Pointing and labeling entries

----

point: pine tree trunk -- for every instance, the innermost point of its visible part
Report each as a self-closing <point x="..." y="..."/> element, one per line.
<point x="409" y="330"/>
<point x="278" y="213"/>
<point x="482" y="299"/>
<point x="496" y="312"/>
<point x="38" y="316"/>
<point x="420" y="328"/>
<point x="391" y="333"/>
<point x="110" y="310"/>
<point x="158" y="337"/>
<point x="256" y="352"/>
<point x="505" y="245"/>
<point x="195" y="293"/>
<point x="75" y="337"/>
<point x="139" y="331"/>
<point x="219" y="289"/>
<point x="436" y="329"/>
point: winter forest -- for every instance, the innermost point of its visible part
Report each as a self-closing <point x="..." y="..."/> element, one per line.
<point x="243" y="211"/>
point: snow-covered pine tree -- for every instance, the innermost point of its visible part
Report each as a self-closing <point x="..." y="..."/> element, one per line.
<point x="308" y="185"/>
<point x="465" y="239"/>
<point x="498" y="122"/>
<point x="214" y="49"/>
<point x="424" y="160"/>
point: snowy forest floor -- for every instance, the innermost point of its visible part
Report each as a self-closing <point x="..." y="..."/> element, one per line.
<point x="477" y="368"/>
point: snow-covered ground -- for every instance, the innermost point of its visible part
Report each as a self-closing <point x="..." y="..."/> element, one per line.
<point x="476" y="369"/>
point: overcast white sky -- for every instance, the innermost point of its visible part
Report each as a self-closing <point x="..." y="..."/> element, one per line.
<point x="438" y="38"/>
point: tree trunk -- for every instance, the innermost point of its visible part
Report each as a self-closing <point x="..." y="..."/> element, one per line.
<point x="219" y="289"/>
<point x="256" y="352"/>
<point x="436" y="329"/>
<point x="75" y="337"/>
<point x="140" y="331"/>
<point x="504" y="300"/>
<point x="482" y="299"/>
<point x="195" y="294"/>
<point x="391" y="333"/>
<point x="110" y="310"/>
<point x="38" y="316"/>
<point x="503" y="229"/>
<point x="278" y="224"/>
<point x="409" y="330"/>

----

- **Aim of the exercise**:
Repeat the line that contains "point: snowy forest", then every line after it until the records end, with nothing added.

- **Answer to the problem**:
point: snowy forest floor -- for every instance, the innermost point of its visible part
Report each as a self-closing <point x="..." y="..."/> element, one per line.
<point x="477" y="368"/>
point: snow-covered ground -- for every instance, the innermost point of its visible part
Report each as a self-closing <point x="..." y="..."/> element, one per line.
<point x="476" y="369"/>
point: overcast white sky -- for every instance, the innermost point of its visible part
Report each as a self-closing <point x="..." y="..."/> element, one per line.
<point x="438" y="38"/>
point: tree trunk -- for every instance, the innermost point of its visible part
Report each as a self-closing <point x="..." y="..."/> element, one per line.
<point x="219" y="289"/>
<point x="256" y="352"/>
<point x="436" y="329"/>
<point x="75" y="337"/>
<point x="140" y="331"/>
<point x="504" y="300"/>
<point x="482" y="299"/>
<point x="195" y="294"/>
<point x="391" y="333"/>
<point x="110" y="310"/>
<point x="38" y="316"/>
<point x="503" y="229"/>
<point x="278" y="224"/>
<point x="409" y="330"/>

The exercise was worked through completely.